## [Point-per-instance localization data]

[Start of Attachment]

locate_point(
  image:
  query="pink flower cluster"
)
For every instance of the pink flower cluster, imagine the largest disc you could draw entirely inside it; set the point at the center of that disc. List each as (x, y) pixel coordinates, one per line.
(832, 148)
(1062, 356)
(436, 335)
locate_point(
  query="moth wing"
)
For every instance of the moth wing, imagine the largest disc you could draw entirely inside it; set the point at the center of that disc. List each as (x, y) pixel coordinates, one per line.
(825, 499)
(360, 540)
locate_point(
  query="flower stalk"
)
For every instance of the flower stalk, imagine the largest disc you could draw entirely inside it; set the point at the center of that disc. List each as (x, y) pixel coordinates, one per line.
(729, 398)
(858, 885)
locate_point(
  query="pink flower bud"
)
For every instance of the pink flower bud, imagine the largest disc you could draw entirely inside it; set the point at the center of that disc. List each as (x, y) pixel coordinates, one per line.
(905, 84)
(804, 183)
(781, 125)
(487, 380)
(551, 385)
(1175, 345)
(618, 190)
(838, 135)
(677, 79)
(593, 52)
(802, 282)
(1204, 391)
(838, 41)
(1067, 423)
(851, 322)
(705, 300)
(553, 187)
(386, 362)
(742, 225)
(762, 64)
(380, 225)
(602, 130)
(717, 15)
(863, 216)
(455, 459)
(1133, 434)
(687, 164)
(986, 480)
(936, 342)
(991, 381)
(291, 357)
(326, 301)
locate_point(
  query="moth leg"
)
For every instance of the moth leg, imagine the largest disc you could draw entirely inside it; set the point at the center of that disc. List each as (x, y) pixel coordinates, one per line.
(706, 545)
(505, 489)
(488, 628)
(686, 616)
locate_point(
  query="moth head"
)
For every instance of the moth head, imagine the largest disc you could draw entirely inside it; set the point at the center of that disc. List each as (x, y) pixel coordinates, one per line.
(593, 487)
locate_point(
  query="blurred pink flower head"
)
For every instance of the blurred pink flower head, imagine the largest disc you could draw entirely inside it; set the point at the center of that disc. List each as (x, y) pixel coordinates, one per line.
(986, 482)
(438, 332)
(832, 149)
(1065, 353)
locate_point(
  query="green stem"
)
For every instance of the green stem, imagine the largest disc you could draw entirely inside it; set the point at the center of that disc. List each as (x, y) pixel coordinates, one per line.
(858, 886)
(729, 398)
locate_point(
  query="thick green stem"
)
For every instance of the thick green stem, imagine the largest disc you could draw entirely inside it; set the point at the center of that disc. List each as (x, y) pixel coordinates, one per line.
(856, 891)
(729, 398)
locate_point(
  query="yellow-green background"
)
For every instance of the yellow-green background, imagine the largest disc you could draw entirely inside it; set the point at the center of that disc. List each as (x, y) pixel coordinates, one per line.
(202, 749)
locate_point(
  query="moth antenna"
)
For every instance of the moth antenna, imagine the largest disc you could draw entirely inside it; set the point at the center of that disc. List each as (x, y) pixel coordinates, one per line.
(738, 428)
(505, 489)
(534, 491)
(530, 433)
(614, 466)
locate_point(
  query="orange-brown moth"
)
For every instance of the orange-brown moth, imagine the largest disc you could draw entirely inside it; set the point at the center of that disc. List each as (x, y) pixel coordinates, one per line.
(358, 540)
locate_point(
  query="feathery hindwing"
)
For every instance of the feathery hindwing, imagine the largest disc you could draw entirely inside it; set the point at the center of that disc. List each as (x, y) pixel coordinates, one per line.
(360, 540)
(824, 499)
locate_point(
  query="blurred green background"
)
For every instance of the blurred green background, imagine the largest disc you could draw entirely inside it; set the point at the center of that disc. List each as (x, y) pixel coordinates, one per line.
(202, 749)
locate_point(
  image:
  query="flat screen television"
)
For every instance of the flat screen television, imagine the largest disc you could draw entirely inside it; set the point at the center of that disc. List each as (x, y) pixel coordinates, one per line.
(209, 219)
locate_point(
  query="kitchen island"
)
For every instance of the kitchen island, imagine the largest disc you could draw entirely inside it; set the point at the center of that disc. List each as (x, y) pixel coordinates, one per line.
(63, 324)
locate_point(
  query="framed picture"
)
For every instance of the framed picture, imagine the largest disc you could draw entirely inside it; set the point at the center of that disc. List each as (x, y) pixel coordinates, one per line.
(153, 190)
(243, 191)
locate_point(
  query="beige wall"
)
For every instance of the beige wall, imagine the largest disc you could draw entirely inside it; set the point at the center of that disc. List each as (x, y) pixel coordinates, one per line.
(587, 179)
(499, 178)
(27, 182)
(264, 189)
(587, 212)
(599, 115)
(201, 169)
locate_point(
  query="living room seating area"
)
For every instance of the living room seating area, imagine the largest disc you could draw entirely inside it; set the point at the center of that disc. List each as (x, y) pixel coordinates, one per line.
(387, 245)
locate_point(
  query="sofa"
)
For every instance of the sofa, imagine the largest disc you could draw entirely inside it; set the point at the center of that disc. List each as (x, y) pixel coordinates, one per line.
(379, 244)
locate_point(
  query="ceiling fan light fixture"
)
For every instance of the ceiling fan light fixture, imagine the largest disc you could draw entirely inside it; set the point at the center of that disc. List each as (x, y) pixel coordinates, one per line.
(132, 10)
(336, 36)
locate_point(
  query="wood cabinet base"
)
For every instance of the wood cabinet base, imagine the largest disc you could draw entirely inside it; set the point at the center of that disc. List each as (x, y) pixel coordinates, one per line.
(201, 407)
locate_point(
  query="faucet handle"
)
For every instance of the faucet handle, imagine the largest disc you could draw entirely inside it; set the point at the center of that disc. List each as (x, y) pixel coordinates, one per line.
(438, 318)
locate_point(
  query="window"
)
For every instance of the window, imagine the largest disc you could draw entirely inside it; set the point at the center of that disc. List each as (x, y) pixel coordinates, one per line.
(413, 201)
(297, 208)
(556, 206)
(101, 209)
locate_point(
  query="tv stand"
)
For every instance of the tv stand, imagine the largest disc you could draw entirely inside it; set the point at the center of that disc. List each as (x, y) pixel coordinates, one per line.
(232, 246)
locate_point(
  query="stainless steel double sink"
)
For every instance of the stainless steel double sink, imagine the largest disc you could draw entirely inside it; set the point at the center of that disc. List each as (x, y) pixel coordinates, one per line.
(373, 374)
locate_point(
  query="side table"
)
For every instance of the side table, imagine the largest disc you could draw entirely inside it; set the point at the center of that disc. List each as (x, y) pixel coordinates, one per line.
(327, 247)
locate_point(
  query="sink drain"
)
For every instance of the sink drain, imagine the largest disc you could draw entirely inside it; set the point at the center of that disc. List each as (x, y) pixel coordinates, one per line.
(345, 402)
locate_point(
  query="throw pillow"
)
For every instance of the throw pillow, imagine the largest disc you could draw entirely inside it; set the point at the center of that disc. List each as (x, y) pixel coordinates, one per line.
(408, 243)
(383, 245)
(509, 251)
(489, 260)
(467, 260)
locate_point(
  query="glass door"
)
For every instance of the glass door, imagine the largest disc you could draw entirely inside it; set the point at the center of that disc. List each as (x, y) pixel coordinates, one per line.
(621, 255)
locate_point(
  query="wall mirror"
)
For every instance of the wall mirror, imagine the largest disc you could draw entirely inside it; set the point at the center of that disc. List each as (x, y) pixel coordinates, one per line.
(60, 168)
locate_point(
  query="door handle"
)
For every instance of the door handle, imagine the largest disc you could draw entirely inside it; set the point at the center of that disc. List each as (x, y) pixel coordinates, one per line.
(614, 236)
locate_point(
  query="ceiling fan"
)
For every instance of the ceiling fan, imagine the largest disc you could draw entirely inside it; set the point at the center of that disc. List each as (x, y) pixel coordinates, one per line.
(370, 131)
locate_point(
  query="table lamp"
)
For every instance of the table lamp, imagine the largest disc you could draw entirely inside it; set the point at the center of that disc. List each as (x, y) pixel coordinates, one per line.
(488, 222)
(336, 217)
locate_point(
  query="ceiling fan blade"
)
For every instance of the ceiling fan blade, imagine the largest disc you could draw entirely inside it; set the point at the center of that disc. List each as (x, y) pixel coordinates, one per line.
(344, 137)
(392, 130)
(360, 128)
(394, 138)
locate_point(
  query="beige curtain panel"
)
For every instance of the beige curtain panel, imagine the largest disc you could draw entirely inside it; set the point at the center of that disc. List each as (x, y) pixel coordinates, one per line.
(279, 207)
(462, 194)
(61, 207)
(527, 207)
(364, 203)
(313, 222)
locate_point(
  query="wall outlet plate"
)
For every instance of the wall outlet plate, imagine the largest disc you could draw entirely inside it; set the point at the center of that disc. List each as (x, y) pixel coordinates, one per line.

[End of Attachment]

## [Exercise prompt]
Return every line of the data above in which "plate" appears.

## [Response]
  query="wall outlet plate"
For every instance of the wall outlet plate, imagine the largest disc you could draw entirely inside it; set the point at the center of that disc. List each as (x, y) pixel coordinates, one per line.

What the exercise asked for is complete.